───── Data entries
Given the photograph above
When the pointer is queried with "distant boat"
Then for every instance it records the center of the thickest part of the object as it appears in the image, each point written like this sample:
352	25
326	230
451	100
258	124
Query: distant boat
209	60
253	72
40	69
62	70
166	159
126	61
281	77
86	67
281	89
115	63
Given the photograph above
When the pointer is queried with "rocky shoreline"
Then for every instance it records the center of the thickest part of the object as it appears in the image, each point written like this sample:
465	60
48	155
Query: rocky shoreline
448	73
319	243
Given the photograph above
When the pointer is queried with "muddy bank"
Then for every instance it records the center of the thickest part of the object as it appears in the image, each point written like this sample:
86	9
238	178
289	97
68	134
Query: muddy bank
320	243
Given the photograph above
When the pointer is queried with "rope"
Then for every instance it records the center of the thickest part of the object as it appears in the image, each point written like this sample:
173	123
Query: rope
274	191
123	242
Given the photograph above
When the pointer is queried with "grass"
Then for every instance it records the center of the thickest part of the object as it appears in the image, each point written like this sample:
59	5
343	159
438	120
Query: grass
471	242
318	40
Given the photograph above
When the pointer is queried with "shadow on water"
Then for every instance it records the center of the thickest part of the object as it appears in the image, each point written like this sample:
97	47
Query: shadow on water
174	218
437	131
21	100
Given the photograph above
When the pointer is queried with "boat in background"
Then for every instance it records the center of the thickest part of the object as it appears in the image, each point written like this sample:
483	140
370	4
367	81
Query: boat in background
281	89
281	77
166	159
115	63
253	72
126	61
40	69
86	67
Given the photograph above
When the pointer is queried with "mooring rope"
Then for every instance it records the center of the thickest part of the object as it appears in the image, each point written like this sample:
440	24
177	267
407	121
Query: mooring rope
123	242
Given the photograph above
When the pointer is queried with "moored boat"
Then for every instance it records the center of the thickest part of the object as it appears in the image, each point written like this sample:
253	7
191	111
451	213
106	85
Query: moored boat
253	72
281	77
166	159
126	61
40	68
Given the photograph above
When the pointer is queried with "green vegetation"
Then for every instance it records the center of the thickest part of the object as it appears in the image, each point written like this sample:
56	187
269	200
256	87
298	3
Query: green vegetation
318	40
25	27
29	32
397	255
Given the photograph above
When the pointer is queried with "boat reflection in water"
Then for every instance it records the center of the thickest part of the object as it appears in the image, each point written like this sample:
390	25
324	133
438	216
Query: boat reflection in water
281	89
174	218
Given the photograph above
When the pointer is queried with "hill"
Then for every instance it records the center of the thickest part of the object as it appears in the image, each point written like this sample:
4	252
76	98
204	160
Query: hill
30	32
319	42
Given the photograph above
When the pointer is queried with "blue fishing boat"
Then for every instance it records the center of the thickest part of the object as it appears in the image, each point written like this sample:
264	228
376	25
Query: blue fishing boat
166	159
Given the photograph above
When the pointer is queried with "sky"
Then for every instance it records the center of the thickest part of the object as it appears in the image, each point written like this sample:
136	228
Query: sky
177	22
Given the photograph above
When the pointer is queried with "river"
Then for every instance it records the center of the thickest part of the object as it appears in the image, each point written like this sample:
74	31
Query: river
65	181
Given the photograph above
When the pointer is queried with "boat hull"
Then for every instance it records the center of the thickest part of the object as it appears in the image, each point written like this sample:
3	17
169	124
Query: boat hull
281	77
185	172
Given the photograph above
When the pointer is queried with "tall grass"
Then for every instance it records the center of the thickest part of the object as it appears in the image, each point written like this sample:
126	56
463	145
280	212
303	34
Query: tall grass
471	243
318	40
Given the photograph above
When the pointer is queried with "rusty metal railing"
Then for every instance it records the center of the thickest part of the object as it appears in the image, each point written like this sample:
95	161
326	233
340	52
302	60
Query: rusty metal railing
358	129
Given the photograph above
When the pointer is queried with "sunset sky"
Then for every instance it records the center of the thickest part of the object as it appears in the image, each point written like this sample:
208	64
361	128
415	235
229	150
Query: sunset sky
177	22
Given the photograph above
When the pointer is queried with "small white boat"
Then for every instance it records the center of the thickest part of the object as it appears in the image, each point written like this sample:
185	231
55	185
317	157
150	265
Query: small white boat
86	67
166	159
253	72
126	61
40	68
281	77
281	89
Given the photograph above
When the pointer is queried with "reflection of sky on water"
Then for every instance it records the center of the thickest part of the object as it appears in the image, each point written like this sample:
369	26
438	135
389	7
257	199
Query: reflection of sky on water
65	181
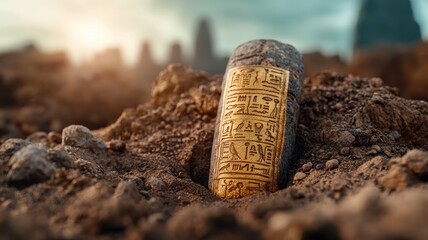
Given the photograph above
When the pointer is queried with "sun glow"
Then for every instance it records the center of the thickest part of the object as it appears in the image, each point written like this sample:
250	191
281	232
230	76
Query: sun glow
86	38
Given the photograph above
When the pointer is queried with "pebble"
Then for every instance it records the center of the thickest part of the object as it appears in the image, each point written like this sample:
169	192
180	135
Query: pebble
13	145
155	183
406	171
28	166
54	137
60	158
117	145
377	148
332	164
127	190
81	137
345	151
307	167
362	138
338	183
299	176
345	139
318	166
371	152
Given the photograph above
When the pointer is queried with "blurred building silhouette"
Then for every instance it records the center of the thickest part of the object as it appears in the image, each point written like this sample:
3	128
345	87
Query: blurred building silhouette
176	54
386	22
204	57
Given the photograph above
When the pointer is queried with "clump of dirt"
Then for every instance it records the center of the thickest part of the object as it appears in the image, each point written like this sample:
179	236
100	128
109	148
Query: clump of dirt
145	176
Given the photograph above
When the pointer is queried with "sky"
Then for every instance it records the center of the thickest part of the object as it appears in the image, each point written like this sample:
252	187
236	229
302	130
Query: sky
84	27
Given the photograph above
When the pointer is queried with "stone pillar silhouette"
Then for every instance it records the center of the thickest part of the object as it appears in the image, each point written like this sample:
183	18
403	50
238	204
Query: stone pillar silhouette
176	55
386	22
204	57
147	67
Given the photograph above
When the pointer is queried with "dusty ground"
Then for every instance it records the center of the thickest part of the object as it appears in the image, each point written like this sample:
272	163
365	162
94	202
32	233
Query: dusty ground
360	170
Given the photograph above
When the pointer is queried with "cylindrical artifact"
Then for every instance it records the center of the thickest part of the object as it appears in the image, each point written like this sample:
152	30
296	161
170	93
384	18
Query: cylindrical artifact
256	120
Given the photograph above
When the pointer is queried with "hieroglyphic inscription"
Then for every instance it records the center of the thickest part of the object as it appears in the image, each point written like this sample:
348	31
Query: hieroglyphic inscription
251	132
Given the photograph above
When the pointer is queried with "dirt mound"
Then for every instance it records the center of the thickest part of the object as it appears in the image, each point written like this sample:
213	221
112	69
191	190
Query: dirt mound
145	176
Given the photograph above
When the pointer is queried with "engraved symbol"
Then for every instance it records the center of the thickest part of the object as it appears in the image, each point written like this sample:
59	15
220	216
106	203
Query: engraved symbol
256	80
247	144
275	109
258	129
249	127
239	127
228	114
242	98
234	152
226	186
261	153
235	191
225	167
269	136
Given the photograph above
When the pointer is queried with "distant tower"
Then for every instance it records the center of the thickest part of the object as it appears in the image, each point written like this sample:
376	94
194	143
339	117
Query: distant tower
386	22
176	55
146	59
204	57
147	69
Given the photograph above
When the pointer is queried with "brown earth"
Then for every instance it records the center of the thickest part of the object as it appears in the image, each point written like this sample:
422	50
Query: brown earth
355	174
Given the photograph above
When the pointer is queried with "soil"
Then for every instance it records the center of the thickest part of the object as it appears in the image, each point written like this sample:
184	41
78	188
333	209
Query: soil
──────────
### Your objective
Extract the full listing exactly, with the pictures left out.

### Task response
Given the photograph above
When the pointer is queried with "distant boat"
Then for every instance it records the center of the thickest part of the object as it appears in the image, each point written like this sample:
352	25
326	230
451	100
258	124
Query: distant boat
209	60
253	72
40	69
62	70
166	159
126	61
281	77
86	67
281	89
115	63
Given the photograph above
When the pointer is queried with "rocky shoreline"
Then for every instance it records the center of the thickest part of the object as it appears in the image, each point written like this sample:
465	60
48	155
Query: rocky shoreline
448	73
319	243
Given the photograph above
When the pointer is queried with "muddy bank"
Then for every instance it records the center of the thickest part of the object as it appears in the image, each point written like this sample:
86	9
238	178
289	97
68	134
Query: muddy bank
320	243
Given the photograph above
When the pointer is queried with "rope"
Then for every instance it records the center of the thickest part of the object as it appears in the image, each point written like this sample:
173	123
Query: rope
274	191
123	242
Given the photograph above
When the pointer is queried with "grass"
Then for every instance it records the center of the thickest part of the object as it appears in the image, each point written like this sample:
59	5
343	159
438	120
Query: grass
471	242
318	40
Given the photograph above
When the pointer is queried with "shadow on water"
Then for every instance it records the center of the thickest part of the object as it appears in the image, each point written like this sample:
97	47
Query: shadow on water
174	218
437	131
21	100
Given the photograph above
When the pointer is queried with "boat in background"
Then for every instance it records the center of the thickest part of the object as it appears in the image, each point written like this sample:
483	140
370	4
367	81
Query: boat in background
281	89
281	77
166	159
115	63
253	72
126	61
40	69
86	67
Given the photograph above
When the pointer is queried with "mooring rope"
Then for every instance it records the center of the thickest part of the object as it appears in the image, each point written like this sample:
440	24
177	267
407	121
Query: mooring rope
123	242
Given the photograph above
When the pointer is queried with "moored boat"
Then for every instance it records the center of the thickest part of the object as it appears in the image, each point written like this sample:
253	7
191	111
451	213
106	85
Query: moored boat
253	72
281	77
166	159
126	61
40	68
Given the photograph above
When the pointer is queried with "green vegetation"
Then for every instance it records the center of the thickest part of the object as it appears in the image, each point written like this sample:
56	187
269	200
256	87
298	3
Query: green vegetation
318	40
25	27
29	32
397	255
Given the photograph above
When the pointer is queried with "boat reflection in water"
Then for every instance it records the center of the thickest part of the object as it appears in the image, each point written like this sample:
390	25
324	133
438	216
Query: boat reflection in water
281	89
174	218
Given the photograph above
When the pointer is queried with "hill"
Then for every instance it records the center of the thickest part of the object as it appears in the image, each point written like this sample:
4	252
76	98
204	160
Query: hill
30	32
319	42
Given the photograph above
When the pointer is queried with "blue fishing boat"
Then for every instance it records the center of the thickest part of the object as it appears in the image, each point written like this sample:
264	228
376	25
Query: blue fishing boat
166	159
Given the photograph above
When the pointer is queried with "sky"
Then for every instance it records the center of the thickest part of the object as it appears in the image, each point written like this sample:
136	228
Query: sky
177	22
Given the photograph above
When the pointer is queried with "river"
Then for every instance it records the center of the thickest part of the object as it appears in the image, each point written like this sample:
74	31
Query: river
65	181
Given the photograph above
When the pointer is queried with "boat hull"
Then for every instance it records the center of the thickest part of the object as it appears in the image, each point written like this sample:
3	17
169	124
Query: boat hull
281	77
185	172
Given the photograph above
When the pointer is queried with "tall grass"
Then for every instance it records the center of the thickest part of the object as it appears in the image, each point written like this sample:
126	56
463	145
280	212
303	34
Query: tall grass
471	243
318	40
Given the photograph above
When the pointer is queried with "rusty metal railing"
Then for every instance it records the center of the thickest part of the object as it appears in the image, each point written like this sample:
95	161
326	233
340	52
302	60
Query: rusty metal railing
358	129
Given the photograph above
When the pointer is queried with "sunset sky"
Then for every instance it records the center of the thickest part of the object as it appears in the image, each point written like this sample:
208	64
361	128
415	235
229	150
Query: sunset sky
177	22
Given the photograph above
When the pointer is queried with "small white boat"
Then for every instance it records the center of the thickest part of the object as it appears in the image, each point written like this sample:
185	231
55	185
317	157
150	265
Query: small white boat
86	67
166	159
253	72
126	61
40	68
281	77
281	89
Given the photograph above
When the pointer is queried with "reflection of sky on water"
Then for every instance it records the center of the thickest part of the object as it appears in the image, each point written like this sample:
369	26
438	135
389	7
257	199
Query: reflection of sky on water
65	181
Given the photograph above
When the pointer is queried with "sun glow"
Then for every instance it records the center of the thickest part of the object as it appears in the image, each point written like this sample:
250	191
281	232
230	76
Query: sun glow
86	38
Given the photograph above
When the pointer is queried with "pebble"
Then for every instance it records the center of the thickest part of the object as it appears in the image, each point written like this sample:
169	192
180	135
Query: pebble
13	145
155	183
406	171
28	166
54	137
60	158
117	145
377	148
332	164
127	190
81	137
345	151
307	167
362	138
338	183
299	176
345	139
318	166
371	152
Given the photograph above
When the pointer is queried with "blurred building silhouette"
Then for every instance it records the center of the thickest part of the object as it appears in the image, each point written like this sample:
3	128
345	87
Query: blurred building silhouette
176	54
386	22
204	57
Given the photograph above
When the pointer is queried with "clump of dirt"
Then for every instance it records the center of the thickest part of the object as it appears in the image, each point written like this sample:
179	236
100	128
109	148
Query: clump of dirt
145	176
Given the photograph above
When the pointer is queried with "sky"
Then for every instance it records the center of the thickest part of the object as it appears in the image, each point written like this sample:
252	187
236	229
302	130
Query: sky
84	27
Given the photograph above
When the pointer is queried with "stone pillar silhouette"
Then for every instance it records the center of the thickest part of the object as it appears in the image, each point written like this sample:
183	18
403	50
238	204
Query: stone pillar silhouette
176	55
386	22
204	57
147	67
Given the photograph above
When the pointer is queried with "dusty ground"
Then for every instance it records the center of the thickest part of the object as it appears in the image, each point written like this sample:
272	163
365	162
94	202
32	233
Query: dusty ground
360	170
Given the photograph above
When the pointer is queried with "cylindrical artifact"
Then for every instance it records the center of the thickest part of the object as it appears in the image, each point written like this sample:
152	30
296	161
170	93
384	18
Query: cylindrical artifact
256	120
Given the photograph above
When the pointer is queried with "hieroglyphic inscription"
Then for every instance it records the center of the thickest part of the object as it appears in the image, each point written like this sample:
348	31
Query: hieroglyphic inscription
251	132
Given the photograph above
When the pointer is queried with "dirt mound"
Then for every instance it records the center of the thickest part of the object as it appears in the image, each point written like this sample:
213	221
112	69
191	190
Query: dirt mound
145	176
Given the photograph above
When the pointer is queried with "engraved symbol"
Then for every instance it records the center of the thickest part of the object as it appears in the image, each point written like this sample:
59	15
220	216
106	203
Query: engraved symbol
256	80
247	144
275	109
258	129
249	127
239	127
228	114
242	98
234	152
226	186
261	153
235	191
225	167
269	136
Given the photograph above
When the pointer is queried with "distant tower"
Then for every instance it records the center of the thickest part of the object as it appears in the image, each point written like this sample:
376	94
194	143
339	117
Query: distant tower
386	22
176	55
146	59
204	57
147	69
Given the photograph above
When the pointer is queried with "brown earth"
Then for every instance it records the center of the thickest part of the object as it appears in the image, each point written like this sample:
422	50
Query: brown earth
355	174
Given the photograph above
When the pointer is queried with "soil"
Then for every instance it records the center of the thickest part of the object as it appears in the image, each point written like this sample:
184	41
78	188
333	209
Query: soil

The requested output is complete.